_GOAL_.
Copy the listing again starting at its first line and ending at the line containing "left=686, top=142, right=700, bottom=331", with both of those lines and the requests included. Scale every bounding box coordinate in the answers by 0.75 and round to whole numbers, halves up, but keep the numbers in the requests and their format samples unchanged.
----- EXTRACTED ENTRIES
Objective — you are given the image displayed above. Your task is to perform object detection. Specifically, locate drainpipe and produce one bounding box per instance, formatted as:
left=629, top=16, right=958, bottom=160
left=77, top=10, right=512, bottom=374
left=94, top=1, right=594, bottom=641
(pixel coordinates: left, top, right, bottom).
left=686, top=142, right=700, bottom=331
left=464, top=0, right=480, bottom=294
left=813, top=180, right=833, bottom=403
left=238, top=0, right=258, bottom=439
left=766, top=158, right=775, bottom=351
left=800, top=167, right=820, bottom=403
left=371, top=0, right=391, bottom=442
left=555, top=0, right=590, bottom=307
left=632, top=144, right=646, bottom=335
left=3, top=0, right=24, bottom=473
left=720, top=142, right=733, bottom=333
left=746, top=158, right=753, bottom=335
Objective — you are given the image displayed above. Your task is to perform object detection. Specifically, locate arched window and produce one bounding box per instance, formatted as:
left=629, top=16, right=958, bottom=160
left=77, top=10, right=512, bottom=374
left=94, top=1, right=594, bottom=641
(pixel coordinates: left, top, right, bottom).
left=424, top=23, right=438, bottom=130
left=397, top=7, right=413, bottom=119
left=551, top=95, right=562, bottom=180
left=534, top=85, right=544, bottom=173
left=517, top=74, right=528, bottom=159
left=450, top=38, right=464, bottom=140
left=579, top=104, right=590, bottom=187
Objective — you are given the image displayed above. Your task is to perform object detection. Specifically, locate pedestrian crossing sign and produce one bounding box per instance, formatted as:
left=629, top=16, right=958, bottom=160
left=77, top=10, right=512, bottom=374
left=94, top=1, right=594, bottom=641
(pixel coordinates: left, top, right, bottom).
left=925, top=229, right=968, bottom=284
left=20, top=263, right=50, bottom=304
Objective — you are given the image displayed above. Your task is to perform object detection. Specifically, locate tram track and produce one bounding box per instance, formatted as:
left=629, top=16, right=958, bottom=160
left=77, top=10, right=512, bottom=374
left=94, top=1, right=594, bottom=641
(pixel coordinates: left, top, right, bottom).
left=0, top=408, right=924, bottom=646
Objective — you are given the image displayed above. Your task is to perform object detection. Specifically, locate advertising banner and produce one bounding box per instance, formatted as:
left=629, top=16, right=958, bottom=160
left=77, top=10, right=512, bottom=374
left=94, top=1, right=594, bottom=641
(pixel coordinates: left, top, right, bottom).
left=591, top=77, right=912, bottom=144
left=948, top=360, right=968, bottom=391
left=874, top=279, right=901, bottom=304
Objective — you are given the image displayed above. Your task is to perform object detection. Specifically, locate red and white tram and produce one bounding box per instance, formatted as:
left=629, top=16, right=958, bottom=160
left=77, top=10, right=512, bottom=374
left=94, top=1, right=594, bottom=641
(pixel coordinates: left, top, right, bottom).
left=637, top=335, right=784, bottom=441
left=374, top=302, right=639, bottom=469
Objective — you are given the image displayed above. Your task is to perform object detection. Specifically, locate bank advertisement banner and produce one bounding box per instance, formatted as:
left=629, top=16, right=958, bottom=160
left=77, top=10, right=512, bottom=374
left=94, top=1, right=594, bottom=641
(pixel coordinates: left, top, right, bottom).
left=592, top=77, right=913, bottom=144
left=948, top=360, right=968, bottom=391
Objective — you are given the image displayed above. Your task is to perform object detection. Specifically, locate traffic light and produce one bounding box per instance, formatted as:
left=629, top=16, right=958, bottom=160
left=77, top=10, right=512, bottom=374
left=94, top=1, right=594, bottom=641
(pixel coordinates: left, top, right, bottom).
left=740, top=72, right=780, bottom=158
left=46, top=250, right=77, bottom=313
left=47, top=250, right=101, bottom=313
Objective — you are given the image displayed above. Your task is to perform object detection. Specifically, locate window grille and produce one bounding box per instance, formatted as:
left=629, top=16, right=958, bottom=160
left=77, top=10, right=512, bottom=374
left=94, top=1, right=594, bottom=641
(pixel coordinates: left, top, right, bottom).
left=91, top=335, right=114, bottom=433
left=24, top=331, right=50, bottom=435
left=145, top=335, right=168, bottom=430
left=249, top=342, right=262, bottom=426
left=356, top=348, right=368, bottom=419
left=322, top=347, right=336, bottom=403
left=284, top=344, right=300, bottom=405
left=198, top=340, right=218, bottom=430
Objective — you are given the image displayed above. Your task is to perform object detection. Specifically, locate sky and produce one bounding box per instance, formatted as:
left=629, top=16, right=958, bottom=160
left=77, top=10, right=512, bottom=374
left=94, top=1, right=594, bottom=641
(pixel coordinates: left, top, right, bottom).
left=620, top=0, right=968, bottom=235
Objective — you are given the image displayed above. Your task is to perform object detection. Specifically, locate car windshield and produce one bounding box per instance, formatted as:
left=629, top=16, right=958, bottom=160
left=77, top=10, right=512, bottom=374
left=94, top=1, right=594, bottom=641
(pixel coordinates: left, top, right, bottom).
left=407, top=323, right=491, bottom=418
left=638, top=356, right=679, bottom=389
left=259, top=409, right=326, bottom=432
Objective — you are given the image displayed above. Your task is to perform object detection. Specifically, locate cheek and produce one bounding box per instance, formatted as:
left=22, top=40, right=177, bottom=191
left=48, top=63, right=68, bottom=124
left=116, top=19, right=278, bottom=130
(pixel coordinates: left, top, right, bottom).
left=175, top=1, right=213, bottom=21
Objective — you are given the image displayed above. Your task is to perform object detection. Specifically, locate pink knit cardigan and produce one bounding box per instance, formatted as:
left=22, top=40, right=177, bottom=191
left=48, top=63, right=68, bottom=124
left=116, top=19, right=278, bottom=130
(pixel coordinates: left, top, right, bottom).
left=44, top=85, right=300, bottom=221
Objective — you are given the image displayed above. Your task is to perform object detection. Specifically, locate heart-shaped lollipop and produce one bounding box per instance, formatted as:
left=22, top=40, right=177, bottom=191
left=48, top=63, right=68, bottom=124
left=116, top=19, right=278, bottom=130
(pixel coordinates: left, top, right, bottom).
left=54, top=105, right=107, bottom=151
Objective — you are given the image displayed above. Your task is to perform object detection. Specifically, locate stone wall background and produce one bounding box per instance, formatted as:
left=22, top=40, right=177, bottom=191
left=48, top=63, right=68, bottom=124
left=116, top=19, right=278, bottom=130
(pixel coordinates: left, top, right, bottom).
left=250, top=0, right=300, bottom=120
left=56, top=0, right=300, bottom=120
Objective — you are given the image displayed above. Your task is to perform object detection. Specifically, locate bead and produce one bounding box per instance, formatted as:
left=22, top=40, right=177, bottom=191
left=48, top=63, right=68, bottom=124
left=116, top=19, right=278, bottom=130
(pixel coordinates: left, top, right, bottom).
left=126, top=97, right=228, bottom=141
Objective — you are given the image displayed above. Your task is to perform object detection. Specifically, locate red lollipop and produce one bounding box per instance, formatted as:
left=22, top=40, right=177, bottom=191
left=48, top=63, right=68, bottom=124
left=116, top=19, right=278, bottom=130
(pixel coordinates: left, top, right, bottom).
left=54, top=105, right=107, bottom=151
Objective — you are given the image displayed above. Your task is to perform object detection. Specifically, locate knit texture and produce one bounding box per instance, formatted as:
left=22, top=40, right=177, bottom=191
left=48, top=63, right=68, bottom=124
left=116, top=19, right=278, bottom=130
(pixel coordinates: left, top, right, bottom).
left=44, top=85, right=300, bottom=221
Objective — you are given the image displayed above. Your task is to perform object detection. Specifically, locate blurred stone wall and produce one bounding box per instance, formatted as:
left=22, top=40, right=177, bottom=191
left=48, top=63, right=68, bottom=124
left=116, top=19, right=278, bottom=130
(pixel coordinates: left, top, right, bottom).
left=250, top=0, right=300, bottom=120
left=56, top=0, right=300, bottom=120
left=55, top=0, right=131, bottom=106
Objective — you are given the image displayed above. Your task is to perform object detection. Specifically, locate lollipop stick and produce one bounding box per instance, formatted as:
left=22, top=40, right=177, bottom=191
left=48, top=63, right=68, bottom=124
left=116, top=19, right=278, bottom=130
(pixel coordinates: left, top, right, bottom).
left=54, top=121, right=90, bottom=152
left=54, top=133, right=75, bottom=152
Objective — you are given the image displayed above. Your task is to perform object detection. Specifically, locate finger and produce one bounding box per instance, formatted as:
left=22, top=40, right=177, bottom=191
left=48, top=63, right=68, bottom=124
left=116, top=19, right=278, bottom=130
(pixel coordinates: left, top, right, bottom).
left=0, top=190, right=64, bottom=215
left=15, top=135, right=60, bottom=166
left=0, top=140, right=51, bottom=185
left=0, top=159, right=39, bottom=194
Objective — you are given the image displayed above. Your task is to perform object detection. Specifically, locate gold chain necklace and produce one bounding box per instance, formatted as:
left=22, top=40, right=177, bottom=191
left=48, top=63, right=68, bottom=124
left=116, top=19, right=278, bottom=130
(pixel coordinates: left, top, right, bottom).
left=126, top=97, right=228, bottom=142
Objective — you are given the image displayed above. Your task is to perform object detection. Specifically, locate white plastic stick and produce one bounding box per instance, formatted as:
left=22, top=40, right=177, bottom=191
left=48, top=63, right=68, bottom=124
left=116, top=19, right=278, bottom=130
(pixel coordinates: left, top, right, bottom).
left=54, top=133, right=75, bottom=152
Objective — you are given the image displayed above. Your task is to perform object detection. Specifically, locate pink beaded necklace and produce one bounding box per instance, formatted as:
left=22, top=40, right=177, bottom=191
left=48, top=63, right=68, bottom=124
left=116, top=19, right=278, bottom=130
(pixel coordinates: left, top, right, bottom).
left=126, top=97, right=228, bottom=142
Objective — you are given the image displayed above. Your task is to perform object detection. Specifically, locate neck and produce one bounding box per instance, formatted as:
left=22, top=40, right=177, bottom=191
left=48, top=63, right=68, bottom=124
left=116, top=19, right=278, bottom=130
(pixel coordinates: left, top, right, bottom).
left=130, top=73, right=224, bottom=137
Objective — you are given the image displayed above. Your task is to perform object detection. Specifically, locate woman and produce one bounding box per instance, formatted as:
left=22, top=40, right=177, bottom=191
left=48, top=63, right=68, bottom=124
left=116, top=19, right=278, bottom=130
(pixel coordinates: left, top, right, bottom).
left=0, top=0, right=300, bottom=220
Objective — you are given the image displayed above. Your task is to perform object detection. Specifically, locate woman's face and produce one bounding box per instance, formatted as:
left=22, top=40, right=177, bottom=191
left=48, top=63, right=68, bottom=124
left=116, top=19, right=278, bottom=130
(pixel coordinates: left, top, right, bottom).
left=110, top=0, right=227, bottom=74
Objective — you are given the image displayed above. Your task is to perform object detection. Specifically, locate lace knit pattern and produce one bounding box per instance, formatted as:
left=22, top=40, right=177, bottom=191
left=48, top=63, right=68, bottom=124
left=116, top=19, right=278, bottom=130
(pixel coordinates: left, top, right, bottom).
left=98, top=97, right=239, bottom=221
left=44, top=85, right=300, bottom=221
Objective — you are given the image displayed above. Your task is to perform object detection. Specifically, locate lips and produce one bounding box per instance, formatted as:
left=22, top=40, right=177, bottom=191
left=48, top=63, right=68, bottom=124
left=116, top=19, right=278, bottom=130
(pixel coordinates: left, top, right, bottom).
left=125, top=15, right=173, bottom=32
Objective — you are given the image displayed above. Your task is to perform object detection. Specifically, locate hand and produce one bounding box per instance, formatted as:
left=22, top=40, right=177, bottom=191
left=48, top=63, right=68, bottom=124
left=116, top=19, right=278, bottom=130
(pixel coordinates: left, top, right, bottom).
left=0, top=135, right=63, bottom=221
----------
_ANSWER FOR THIS EXERCISE_.
Objective — you are given the image displayed above. Your task is to perform object detection. Specifically, locate drainpipe and produce one bounding box per instance, formatted as:
left=629, top=16, right=958, bottom=160
left=77, top=10, right=512, bottom=374
left=94, top=1, right=594, bottom=641
(pixel coordinates: left, top, right, bottom).
left=515, top=107, right=525, bottom=248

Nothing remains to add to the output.